Pull out every line of the data below that contains the word "raspberry", and copy each one in full. Case counts.

Excerpts of location labeling data:
--*--

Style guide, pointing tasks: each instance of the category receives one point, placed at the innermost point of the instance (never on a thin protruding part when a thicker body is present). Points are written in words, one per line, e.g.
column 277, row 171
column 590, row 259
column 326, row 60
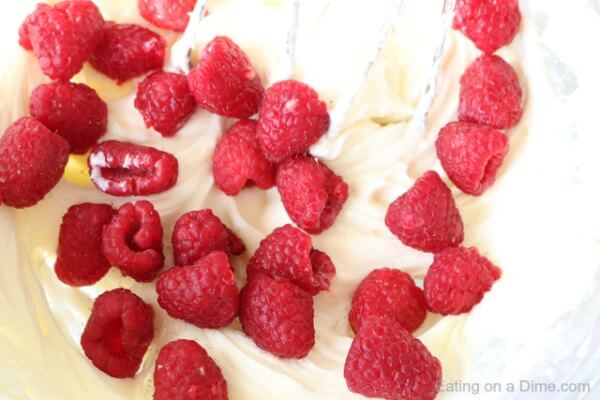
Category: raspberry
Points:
column 126, row 169
column 198, row 233
column 118, row 333
column 235, row 244
column 457, row 280
column 132, row 241
column 490, row 24
column 386, row 361
column 471, row 154
column 490, row 93
column 203, row 294
column 388, row 293
column 62, row 37
column 32, row 161
column 72, row 110
column 313, row 195
column 80, row 260
column 292, row 118
column 165, row 102
column 224, row 81
column 127, row 51
column 167, row 14
column 184, row 371
column 238, row 162
column 426, row 217
column 278, row 316
column 288, row 253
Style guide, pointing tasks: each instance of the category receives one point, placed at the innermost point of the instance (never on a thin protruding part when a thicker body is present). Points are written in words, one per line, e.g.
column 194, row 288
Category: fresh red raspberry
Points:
column 32, row 161
column 73, row 110
column 132, row 241
column 235, row 244
column 292, row 118
column 184, row 371
column 238, row 162
column 224, row 81
column 288, row 253
column 490, row 24
column 165, row 102
column 457, row 280
column 203, row 294
column 471, row 154
column 386, row 361
column 312, row 194
column 118, row 333
column 198, row 233
column 126, row 169
column 126, row 51
column 62, row 37
column 167, row 14
column 490, row 93
column 80, row 260
column 278, row 316
column 388, row 293
column 426, row 217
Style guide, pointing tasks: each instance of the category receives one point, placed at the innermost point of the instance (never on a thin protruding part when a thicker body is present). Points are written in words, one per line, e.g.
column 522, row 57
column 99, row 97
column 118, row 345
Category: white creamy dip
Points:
column 379, row 154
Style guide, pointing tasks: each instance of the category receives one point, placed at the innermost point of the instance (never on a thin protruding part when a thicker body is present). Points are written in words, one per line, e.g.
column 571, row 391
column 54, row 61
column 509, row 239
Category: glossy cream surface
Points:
column 379, row 153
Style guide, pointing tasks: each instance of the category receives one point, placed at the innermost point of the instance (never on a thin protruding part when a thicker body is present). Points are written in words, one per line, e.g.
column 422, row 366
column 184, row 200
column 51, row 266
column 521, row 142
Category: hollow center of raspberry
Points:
column 113, row 338
column 120, row 173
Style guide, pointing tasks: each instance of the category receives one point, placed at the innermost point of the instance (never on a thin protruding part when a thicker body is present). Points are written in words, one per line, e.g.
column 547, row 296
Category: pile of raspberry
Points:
column 267, row 145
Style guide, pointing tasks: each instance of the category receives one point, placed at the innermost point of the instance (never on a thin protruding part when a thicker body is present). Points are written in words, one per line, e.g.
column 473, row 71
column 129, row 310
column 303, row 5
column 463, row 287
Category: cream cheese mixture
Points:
column 379, row 153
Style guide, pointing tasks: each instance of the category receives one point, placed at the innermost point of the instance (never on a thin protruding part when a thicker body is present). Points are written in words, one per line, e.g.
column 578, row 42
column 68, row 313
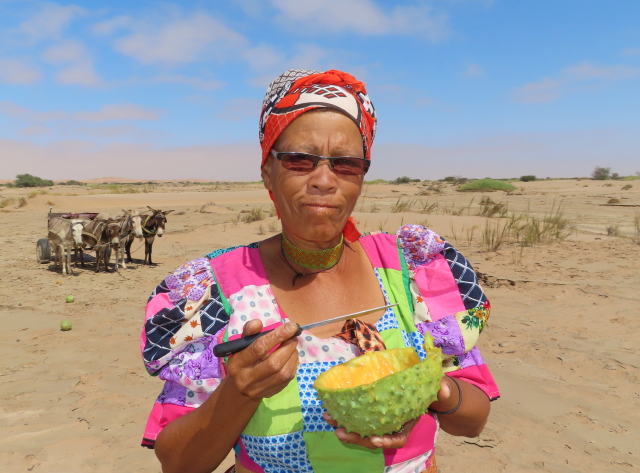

--*--

— RESULT FOR THIS TASK —
Category: raspberry
Category: fresh red raspberry
Category: hollow center of raspberry
Category: pile of raspberry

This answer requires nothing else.